-- TASK GOAL --
Would you transcribe all of the entries that follow, word for word?

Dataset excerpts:
##############################
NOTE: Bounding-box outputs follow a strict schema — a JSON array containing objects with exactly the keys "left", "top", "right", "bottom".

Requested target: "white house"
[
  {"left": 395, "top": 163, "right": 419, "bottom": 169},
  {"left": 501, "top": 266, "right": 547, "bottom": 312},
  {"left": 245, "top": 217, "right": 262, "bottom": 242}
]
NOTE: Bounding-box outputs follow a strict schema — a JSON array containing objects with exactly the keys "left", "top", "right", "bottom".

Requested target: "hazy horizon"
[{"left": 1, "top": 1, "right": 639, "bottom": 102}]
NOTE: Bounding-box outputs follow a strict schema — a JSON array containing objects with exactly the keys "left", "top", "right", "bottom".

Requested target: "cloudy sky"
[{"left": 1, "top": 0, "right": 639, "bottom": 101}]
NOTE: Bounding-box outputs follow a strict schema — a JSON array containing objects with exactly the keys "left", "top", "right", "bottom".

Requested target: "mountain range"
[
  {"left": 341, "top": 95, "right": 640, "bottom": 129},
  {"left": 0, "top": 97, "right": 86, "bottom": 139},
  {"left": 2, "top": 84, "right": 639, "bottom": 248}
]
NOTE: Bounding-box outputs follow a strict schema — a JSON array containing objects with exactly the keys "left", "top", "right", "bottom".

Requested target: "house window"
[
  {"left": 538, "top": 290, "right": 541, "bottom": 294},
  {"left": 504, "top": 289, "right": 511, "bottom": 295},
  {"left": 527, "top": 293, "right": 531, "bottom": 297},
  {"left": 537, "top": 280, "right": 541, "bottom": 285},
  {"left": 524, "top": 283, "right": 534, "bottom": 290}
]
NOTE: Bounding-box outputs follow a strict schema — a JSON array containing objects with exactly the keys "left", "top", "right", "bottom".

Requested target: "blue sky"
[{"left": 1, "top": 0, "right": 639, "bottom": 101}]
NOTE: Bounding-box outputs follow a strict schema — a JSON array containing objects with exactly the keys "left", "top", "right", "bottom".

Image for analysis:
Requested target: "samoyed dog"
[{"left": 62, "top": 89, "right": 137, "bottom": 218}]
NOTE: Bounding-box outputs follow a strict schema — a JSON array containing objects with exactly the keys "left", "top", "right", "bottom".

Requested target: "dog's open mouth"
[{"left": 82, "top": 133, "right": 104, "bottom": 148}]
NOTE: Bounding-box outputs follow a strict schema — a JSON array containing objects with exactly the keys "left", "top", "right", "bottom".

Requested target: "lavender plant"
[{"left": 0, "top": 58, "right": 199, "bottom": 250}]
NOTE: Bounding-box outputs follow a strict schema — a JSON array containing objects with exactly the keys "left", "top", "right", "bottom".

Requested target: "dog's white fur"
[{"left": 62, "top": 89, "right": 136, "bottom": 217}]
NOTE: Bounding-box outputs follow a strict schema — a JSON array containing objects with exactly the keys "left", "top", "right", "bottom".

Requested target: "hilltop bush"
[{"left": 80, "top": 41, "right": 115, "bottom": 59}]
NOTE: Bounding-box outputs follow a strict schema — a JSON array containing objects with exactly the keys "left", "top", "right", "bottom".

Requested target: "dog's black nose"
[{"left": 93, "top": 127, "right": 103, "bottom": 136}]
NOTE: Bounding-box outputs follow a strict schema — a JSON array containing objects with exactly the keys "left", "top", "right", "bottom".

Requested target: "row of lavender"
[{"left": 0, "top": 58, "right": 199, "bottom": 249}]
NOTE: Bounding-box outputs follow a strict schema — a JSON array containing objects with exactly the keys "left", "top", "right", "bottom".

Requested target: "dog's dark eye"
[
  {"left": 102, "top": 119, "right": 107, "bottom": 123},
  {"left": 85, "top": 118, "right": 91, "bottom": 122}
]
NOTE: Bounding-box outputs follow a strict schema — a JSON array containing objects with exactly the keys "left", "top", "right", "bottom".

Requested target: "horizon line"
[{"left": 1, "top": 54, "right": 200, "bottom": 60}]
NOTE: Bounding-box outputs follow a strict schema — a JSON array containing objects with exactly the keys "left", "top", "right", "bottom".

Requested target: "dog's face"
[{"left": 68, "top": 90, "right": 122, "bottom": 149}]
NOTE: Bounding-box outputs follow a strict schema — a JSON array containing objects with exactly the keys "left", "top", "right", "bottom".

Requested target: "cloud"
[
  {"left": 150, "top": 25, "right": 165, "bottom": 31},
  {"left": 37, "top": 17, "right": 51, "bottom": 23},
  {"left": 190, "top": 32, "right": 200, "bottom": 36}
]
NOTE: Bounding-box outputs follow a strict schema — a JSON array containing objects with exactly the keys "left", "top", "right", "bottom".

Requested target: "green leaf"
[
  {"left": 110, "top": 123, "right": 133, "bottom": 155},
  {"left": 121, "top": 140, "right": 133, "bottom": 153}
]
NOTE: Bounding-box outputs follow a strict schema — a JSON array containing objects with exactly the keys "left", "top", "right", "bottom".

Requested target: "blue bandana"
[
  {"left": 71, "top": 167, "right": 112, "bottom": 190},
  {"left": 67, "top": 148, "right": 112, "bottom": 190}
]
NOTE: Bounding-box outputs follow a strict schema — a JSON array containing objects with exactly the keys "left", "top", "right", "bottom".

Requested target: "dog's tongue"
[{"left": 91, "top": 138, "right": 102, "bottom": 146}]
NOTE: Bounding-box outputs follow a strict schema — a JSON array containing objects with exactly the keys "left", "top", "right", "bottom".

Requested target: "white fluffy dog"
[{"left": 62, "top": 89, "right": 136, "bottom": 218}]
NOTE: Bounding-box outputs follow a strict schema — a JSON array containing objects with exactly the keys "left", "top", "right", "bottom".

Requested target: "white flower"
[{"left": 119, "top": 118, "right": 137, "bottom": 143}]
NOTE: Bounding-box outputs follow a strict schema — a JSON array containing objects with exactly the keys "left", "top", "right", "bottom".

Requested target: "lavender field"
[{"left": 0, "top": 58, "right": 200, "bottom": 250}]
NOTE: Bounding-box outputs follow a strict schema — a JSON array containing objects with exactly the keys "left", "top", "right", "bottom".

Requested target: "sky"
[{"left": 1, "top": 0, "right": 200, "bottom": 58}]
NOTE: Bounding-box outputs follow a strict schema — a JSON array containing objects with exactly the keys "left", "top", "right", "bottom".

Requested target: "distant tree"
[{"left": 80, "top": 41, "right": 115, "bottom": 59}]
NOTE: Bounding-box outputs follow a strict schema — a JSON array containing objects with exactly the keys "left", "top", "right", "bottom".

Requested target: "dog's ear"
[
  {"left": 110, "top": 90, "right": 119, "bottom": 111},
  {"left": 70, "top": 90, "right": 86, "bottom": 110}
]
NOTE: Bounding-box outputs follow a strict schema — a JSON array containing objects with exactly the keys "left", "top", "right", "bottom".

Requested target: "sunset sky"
##############################
-- EXERCISE RESPONSE --
NOTE: Bounding-box outputs follow a strict schema — a JSON array containing objects with exactly the keys "left", "top", "right", "bottom".

Requested target: "white house"
[
  {"left": 395, "top": 163, "right": 419, "bottom": 169},
  {"left": 501, "top": 266, "right": 547, "bottom": 312},
  {"left": 245, "top": 217, "right": 262, "bottom": 242}
]
NOTE: Bounding-box outputs follow a strict schema — a JSON array containing objects with exactly the keys "left", "top", "right", "bottom".

Requested target: "hazy horizon"
[{"left": 1, "top": 1, "right": 639, "bottom": 102}]
NOTE: Bounding-box outputs follow a strict schema — a JSON array containing objects with exactly the keys "left", "top", "right", "bottom".

Requested target: "cloudy sky"
[{"left": 1, "top": 0, "right": 639, "bottom": 101}]
NOTE: Bounding-box outputs follow a strict schema — a JSON array containing objects with exactly the keys "left", "top", "right", "bottom".

Requested target: "mountain range"
[
  {"left": 341, "top": 95, "right": 640, "bottom": 129},
  {"left": 0, "top": 97, "right": 86, "bottom": 139},
  {"left": 2, "top": 84, "right": 639, "bottom": 248}
]
NOTE: Bounding-box outputs follow a strict schema — a JSON array containing objects with exactly the keys "left", "top", "right", "bottom".

Requested target: "house window"
[
  {"left": 538, "top": 290, "right": 541, "bottom": 294},
  {"left": 504, "top": 289, "right": 511, "bottom": 295},
  {"left": 527, "top": 293, "right": 531, "bottom": 297},
  {"left": 537, "top": 280, "right": 541, "bottom": 285},
  {"left": 524, "top": 283, "right": 534, "bottom": 290}
]
NOTE: Bounding-box outputs follow a strict schema — a JSON array containing objects with exactly the keys "left", "top", "right", "bottom".

Requested target: "blue sky"
[{"left": 1, "top": 0, "right": 639, "bottom": 101}]
NOTE: Bounding-box outputs follow a strict schema — a JSON array containing objects with exactly the keys "left", "top", "right", "bottom".

Image for analysis:
Requested target: "samoyed dog"
[{"left": 62, "top": 89, "right": 137, "bottom": 218}]
NOTE: Bounding-box outputs follow a strict schema — a JSON array containing objects with exactly the keys "left", "top", "right", "bottom".

Requested target: "dog's open mouth"
[{"left": 82, "top": 133, "right": 104, "bottom": 148}]
NOTE: Bounding-box outputs follow a strict schema — a JSON array containing objects with exactly the keys "left", "top", "right", "bottom".

Requested target: "lavender plant"
[{"left": 0, "top": 58, "right": 199, "bottom": 250}]
NOTE: Bounding-box outputs follow a strict schema — a JSON array containing objects with exactly the keys "left", "top", "right", "bottom".

Requested target: "dog's white fur"
[{"left": 62, "top": 89, "right": 136, "bottom": 217}]
NOTE: Bounding-box outputs follow a strict schema — a JSON array containing objects with exactly the keys "left", "top", "right", "bottom".

Requested target: "hilltop bush"
[{"left": 80, "top": 41, "right": 115, "bottom": 59}]
NOTE: Bounding-box outputs follow a strict schema — a JSON array containing objects with exactly the keys "left", "top", "right", "bottom".

Requested target: "dog's black nose"
[{"left": 93, "top": 127, "right": 103, "bottom": 136}]
NOTE: Bounding-box outputs follow a strict schema — a JSON array containing objects with exactly the keys "left", "top", "right", "bottom".

Requested target: "row of lavender"
[{"left": 0, "top": 58, "right": 199, "bottom": 249}]
NOTE: Bounding-box outputs follow a strict schema — a JSON array containing objects with exactly the keys "left", "top", "right", "bottom".

Requested target: "dog's dark eye"
[
  {"left": 102, "top": 119, "right": 107, "bottom": 123},
  {"left": 85, "top": 118, "right": 91, "bottom": 122}
]
NOTE: Bounding-box outputs follow a strict schema — a JSON array containing objects with exactly the keys "left", "top", "right", "bottom".

Requested target: "horizon line"
[{"left": 1, "top": 54, "right": 200, "bottom": 60}]
NOTE: Bounding-box outputs follow a strict schema — a JSON array containing objects with exactly the keys "left", "top", "right", "bottom".

Requested target: "dog's face"
[{"left": 68, "top": 90, "right": 122, "bottom": 149}]
NOTE: Bounding-box outputs follow a strict schema — a JSON array containing objects with exactly the keys "left", "top", "right", "bottom".

Requested target: "cloud"
[
  {"left": 150, "top": 25, "right": 165, "bottom": 31},
  {"left": 37, "top": 17, "right": 51, "bottom": 23},
  {"left": 190, "top": 32, "right": 200, "bottom": 36}
]
NOTE: Bounding-box outputs follow a strict schema — a JSON array containing objects with exactly the keys "left", "top", "right", "bottom".

Requested target: "green leaf"
[
  {"left": 110, "top": 123, "right": 133, "bottom": 155},
  {"left": 121, "top": 140, "right": 133, "bottom": 153}
]
NOTE: Bounding-box outputs follow a strict schema — a JSON array containing objects with exactly the keys "left", "top", "right", "bottom".

Requested target: "blue bandana"
[
  {"left": 71, "top": 167, "right": 112, "bottom": 190},
  {"left": 67, "top": 148, "right": 112, "bottom": 190}
]
NOTE: Bounding-box outputs follow a strict schema — a JSON array containing objects with exactly the keys "left", "top", "right", "bottom".

Requested target: "dog's tongue"
[{"left": 91, "top": 138, "right": 102, "bottom": 146}]
NOTE: Bounding-box outputs follow a strict schema — a JSON array containing objects with exactly the keys "left", "top", "right", "bottom".

Requested target: "white fluffy dog"
[{"left": 62, "top": 89, "right": 136, "bottom": 218}]
NOTE: Bounding-box outputs follow a strict schema — a JSON array containing objects with exactly the keys "left", "top", "right", "bottom".

Requested target: "white flower"
[{"left": 119, "top": 118, "right": 137, "bottom": 143}]
NOTE: Bounding-box outputs follow a strict schema — a JSON array containing objects with exactly the keys "left", "top", "right", "bottom".

Requested target: "lavender field"
[{"left": 0, "top": 58, "right": 200, "bottom": 250}]
NOTE: Bounding-box outputs follow a strict schema — a JSON array containing objects with exactly the keys "left", "top", "right", "bottom".

Requested target: "sky"
[{"left": 1, "top": 0, "right": 200, "bottom": 58}]
NOTE: Bounding-box outputs follow a strict schema — a JSON array containing objects with exactly the keys "left", "top", "right", "bottom".

Requested target: "distant tree"
[{"left": 80, "top": 41, "right": 115, "bottom": 59}]
NOTE: Bounding-box outputs follow a strict schema — a JSON array containing objects with exactly the keys "left", "top", "right", "bottom".

Requested target: "dog's ear"
[
  {"left": 110, "top": 90, "right": 119, "bottom": 111},
  {"left": 70, "top": 90, "right": 86, "bottom": 110}
]
NOTE: Bounding-box outputs follow a strict schema — a JSON array containing objects with exactly the keys "left", "top", "right", "bottom".

Requested target: "sunset sky"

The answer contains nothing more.